• _What is needed_
Reproduce these lines word for word, starting at the beginning of the records and ending at the line containing "pixel 72 30", both included.

[Lines from a pointing dataset]
::::
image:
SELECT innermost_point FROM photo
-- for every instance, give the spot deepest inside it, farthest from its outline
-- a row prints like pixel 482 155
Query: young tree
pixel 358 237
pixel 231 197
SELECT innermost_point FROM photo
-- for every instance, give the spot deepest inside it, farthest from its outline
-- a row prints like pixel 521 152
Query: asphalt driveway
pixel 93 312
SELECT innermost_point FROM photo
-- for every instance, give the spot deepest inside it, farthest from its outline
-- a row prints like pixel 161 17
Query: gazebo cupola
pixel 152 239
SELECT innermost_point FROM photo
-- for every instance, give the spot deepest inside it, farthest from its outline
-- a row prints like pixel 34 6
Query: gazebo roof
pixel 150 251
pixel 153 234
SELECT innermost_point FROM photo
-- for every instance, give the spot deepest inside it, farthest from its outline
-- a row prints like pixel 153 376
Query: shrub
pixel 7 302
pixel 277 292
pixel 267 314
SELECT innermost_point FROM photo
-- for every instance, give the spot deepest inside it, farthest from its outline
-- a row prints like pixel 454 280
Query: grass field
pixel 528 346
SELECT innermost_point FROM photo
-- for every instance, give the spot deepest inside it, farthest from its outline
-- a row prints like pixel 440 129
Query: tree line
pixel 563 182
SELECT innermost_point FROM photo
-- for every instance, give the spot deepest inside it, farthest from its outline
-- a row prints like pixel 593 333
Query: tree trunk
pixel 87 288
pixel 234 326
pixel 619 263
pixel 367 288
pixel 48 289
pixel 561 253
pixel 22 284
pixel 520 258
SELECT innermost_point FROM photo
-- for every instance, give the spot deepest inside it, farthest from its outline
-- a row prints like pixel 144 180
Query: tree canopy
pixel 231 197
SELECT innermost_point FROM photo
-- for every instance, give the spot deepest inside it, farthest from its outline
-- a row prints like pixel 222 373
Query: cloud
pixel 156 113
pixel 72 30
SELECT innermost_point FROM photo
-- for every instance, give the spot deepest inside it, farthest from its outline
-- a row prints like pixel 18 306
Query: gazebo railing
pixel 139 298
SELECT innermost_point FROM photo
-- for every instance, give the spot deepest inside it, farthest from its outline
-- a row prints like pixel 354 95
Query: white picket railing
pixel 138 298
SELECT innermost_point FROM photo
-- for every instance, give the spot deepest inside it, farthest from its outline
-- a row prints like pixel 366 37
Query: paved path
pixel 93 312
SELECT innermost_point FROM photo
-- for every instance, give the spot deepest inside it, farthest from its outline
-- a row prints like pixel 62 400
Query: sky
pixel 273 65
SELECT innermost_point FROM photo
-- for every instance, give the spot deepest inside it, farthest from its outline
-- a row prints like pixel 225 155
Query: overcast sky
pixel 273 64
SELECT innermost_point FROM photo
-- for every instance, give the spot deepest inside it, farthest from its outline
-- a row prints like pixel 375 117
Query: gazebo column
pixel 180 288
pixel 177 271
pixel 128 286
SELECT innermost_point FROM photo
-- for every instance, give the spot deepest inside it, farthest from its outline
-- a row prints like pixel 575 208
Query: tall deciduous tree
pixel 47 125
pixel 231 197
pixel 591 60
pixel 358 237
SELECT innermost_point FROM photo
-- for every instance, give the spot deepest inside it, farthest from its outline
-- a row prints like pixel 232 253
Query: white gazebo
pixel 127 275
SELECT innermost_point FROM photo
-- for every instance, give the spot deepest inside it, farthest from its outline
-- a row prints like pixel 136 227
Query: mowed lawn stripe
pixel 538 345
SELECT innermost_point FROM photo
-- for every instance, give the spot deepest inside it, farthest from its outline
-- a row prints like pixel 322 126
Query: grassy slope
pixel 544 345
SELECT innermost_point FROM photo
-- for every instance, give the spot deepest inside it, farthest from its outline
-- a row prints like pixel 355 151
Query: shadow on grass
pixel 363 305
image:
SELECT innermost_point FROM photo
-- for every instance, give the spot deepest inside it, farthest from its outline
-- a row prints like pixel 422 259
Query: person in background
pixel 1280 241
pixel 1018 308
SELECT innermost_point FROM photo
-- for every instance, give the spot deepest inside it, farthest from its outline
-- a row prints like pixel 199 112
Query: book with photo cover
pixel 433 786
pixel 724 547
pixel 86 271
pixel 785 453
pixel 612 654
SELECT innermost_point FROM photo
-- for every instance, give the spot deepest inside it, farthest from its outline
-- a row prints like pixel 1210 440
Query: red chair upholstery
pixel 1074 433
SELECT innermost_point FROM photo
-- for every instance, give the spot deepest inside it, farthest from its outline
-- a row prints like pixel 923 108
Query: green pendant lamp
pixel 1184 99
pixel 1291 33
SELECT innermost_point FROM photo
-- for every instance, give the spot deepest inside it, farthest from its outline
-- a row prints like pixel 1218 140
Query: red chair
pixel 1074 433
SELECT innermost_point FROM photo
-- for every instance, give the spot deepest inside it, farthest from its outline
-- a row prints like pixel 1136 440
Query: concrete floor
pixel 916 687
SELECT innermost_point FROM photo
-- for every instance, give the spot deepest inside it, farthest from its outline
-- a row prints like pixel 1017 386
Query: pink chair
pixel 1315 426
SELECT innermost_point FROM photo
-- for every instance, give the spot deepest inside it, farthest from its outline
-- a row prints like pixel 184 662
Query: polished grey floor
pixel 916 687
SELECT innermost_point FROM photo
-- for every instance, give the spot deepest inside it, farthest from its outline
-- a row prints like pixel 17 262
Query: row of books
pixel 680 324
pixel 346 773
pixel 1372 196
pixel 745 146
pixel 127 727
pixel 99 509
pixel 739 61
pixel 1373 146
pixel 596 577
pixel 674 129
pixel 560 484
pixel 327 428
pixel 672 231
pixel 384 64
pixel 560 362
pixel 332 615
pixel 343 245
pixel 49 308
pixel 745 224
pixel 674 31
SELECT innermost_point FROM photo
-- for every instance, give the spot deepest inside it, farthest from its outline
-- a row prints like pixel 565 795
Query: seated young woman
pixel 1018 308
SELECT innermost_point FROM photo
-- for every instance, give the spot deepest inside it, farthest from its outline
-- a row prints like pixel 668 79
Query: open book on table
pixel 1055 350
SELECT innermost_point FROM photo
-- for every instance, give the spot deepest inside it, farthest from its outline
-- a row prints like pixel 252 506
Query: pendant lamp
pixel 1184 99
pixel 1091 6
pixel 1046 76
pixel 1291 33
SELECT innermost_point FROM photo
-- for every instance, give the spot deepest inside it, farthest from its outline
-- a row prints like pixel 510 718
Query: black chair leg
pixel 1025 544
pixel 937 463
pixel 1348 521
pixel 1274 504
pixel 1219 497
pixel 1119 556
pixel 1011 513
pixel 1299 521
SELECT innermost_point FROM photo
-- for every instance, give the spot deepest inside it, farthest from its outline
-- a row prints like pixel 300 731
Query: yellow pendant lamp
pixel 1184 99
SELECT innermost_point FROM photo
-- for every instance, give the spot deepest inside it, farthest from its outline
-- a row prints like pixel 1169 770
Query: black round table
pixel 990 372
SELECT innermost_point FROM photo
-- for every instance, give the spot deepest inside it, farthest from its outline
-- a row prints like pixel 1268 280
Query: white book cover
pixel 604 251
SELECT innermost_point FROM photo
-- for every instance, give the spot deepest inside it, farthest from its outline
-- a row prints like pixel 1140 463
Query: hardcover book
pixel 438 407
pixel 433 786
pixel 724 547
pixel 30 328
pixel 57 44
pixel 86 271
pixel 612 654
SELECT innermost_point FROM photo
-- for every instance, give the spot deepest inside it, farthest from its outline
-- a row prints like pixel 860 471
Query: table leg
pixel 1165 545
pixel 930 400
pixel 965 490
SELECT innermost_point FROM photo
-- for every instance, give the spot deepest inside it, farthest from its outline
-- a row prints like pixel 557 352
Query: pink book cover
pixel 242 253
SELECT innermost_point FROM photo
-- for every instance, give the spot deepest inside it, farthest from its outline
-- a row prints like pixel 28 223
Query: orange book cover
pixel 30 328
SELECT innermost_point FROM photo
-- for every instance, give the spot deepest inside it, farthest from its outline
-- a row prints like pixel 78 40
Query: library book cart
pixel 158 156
::::
• _Solution to this problem_
image:
SELECT innermost_point FROM photo
-- for every instance, give the spot deepest inside it, farthest from its outline
-- a row prints like pixel 482 155
Query: young tree
pixel 358 237
pixel 231 197
SELECT innermost_point FROM photo
-- for every instance, give the spot deepest inside it, farthest from its outline
-- a row prints like pixel 521 152
Query: asphalt driveway
pixel 93 312
SELECT innermost_point FROM photo
-- for every instance, give the spot deepest inside it, farthest from its outline
-- a row prints like pixel 161 17
Query: gazebo cupola
pixel 152 239
SELECT innermost_point FROM photo
-- for every instance, give the spot deepest inside it, farthest from its outline
-- a row prints like pixel 34 6
Query: gazebo roof
pixel 150 251
pixel 153 234
SELECT innermost_point FROM photo
-- for every instance, give the spot deepest inside it, farthest from its outline
-- a row prints like pixel 153 376
Query: shrub
pixel 7 302
pixel 277 292
pixel 267 314
SELECT innermost_point FROM photo
-- for every instance, give the spot deepest inside it, farthest from its outline
-- a row prints like pixel 454 280
Query: grass field
pixel 528 346
SELECT innermost_point FROM photo
-- for every instance, give the spot deepest inside it, farthest from its outline
-- a row prints like pixel 440 129
Query: tree line
pixel 563 182
SELECT innermost_point FROM photo
-- for every instance, give the spot deepest inside it, farthest from its outline
-- a row prints like pixel 593 333
Query: tree trunk
pixel 87 288
pixel 234 326
pixel 619 263
pixel 367 288
pixel 48 289
pixel 561 253
pixel 22 284
pixel 520 258
SELECT innermost_point FROM photo
-- for every instance, give the spot deepest inside it, farthest from its outline
-- a row prints like pixel 144 180
Query: tree canopy
pixel 231 197
SELECT innermost_point FROM photo
-- for every instance, give the spot deepest inside it, farthest from its outline
-- a row prints like pixel 222 373
Query: cloud
pixel 156 113
pixel 72 30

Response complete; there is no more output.